Pointing dataset excerpts:
══════════

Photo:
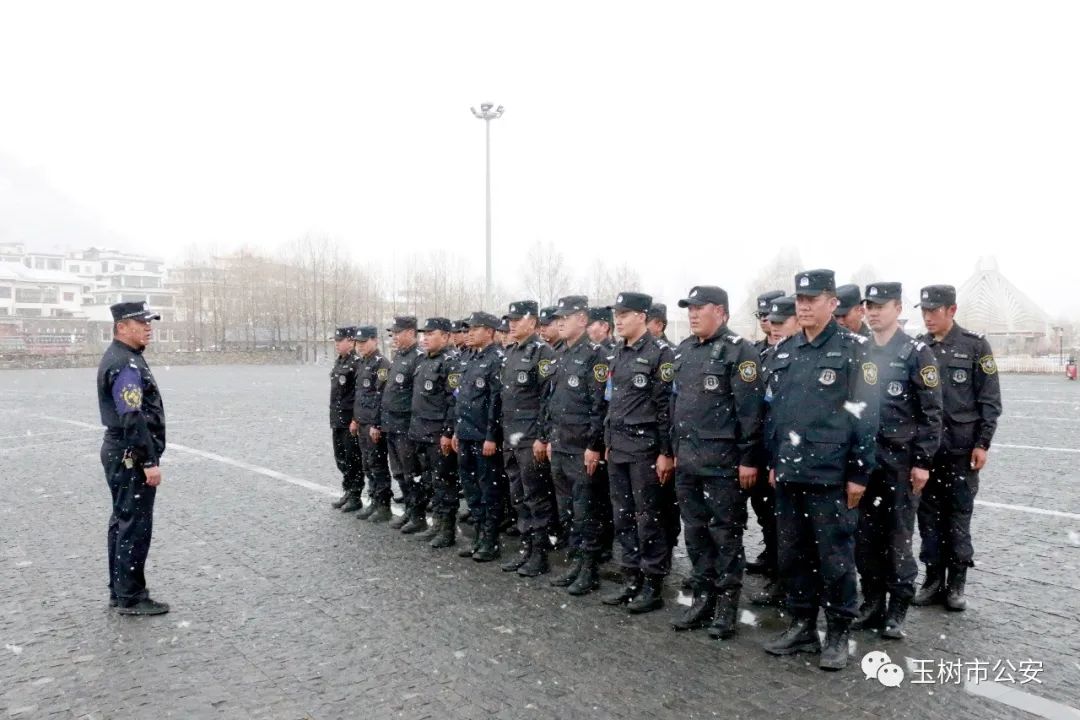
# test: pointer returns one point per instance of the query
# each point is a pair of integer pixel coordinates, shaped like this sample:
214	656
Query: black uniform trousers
763	499
483	489
714	512
945	510
886	525
349	460
637	501
530	489
402	458
579	497
815	534
131	526
377	466
437	480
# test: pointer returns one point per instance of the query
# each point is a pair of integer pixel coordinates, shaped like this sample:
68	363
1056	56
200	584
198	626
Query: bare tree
543	273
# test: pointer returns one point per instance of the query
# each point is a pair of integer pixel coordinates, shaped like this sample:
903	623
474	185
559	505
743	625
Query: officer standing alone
821	423
133	413
971	396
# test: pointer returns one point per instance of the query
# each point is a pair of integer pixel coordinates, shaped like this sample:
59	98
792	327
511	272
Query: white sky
692	140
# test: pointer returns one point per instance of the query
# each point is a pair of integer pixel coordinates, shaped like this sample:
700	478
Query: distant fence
1030	365
25	361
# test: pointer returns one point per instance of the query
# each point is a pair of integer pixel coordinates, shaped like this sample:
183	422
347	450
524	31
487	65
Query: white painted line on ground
1027	508
228	461
1035	447
331	492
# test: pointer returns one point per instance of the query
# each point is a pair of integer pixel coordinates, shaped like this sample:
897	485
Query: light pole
487	112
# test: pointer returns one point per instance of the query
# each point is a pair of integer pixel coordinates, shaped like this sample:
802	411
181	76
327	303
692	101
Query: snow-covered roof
18	272
989	303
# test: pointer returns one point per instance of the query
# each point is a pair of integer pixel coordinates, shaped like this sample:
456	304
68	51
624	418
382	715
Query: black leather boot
521	557
894	617
631	586
565	580
650	598
432	532
872	611
700	613
588	578
834	655
537	562
447	532
954	597
933	587
726	622
800	636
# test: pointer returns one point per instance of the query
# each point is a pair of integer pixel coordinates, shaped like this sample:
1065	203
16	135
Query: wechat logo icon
878	666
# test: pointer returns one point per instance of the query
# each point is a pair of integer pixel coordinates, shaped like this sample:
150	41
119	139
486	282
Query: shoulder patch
869	371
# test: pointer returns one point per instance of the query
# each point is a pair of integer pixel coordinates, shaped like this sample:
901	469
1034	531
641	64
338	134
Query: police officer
476	434
637	435
347	452
133	413
717	410
908	435
526	374
574	412
373	370
782	324
549	331
395	411
599	326
764	308
431	428
656	321
971	395
850	312
821	423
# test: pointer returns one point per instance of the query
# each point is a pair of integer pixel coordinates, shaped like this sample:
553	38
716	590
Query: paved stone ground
283	608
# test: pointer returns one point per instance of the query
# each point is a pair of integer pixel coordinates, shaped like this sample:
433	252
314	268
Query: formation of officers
839	430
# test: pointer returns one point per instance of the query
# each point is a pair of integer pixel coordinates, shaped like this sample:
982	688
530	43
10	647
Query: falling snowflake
855	408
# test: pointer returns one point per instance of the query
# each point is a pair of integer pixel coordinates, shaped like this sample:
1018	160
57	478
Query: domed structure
989	303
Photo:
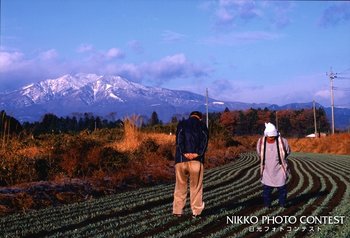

══════════

• [Task brief]: Identify every line of the rows above that contains the word "black", and copy each of those lines.

• [Task solution]:
Query: black uniform trousers
Query: black leather boot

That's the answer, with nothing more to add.